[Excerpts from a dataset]
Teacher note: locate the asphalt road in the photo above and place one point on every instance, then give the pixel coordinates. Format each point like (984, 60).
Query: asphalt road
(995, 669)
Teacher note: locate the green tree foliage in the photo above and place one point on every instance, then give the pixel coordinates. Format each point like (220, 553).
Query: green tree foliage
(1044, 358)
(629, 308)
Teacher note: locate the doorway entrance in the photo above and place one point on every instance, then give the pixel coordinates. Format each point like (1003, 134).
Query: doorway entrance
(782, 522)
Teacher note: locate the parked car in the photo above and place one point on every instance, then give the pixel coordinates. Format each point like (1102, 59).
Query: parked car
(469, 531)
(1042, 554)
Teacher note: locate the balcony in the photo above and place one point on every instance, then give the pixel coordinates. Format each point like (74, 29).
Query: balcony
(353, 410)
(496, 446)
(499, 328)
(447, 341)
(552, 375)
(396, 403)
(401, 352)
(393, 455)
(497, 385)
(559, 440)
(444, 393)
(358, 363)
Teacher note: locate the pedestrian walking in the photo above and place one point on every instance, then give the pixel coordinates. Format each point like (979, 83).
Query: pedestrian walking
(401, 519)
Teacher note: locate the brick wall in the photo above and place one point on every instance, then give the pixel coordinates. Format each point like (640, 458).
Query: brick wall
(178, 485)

▸ **WORK INSTRUCTION**:
Copy the lines above, please. Keep them exact.

▸ **RESULT**:
Teacher note: locate the asphalt road in the photo above and place one point on every instance, then give the pixel coordinates. Format each point like (984, 60).
Query: asphalt road
(995, 669)
Teacher note: locate the green tree foliage in the photo above and place one point on every instance, then give the pixel coordinates. Format each point like (220, 553).
Query: green tree foliage
(1044, 358)
(629, 308)
Teacher note: locate the doorway entrance in the photo above and place one point on every instance, then give the pixel coordinates. Format each point like (1003, 134).
Query: doorway entrance
(782, 522)
Teacher note: locate the parked car in the photo above and place one point on every instance, then give the pixel coordinates. Format each point like (1102, 59).
Query: parked car
(469, 531)
(1042, 554)
Teacher note: locate the balcony in the photo above and place one point on every instance, then give the pixel coordinates. Format each point like (74, 29).
Query: balcony
(353, 410)
(496, 446)
(499, 328)
(447, 341)
(552, 375)
(396, 403)
(401, 352)
(393, 455)
(497, 385)
(559, 440)
(444, 393)
(358, 363)
Teacher note: locate the pedestrian walking in the photo above and place one point on every instance, then give the pixel coordinates. Format each point like (979, 83).
Query: pedestrian walking
(401, 519)
Teacher note: locate the brick wall in the photo above and place one point on every instance, then give the pixel coordinates. Format each point like (640, 458).
Query: brick wall
(178, 485)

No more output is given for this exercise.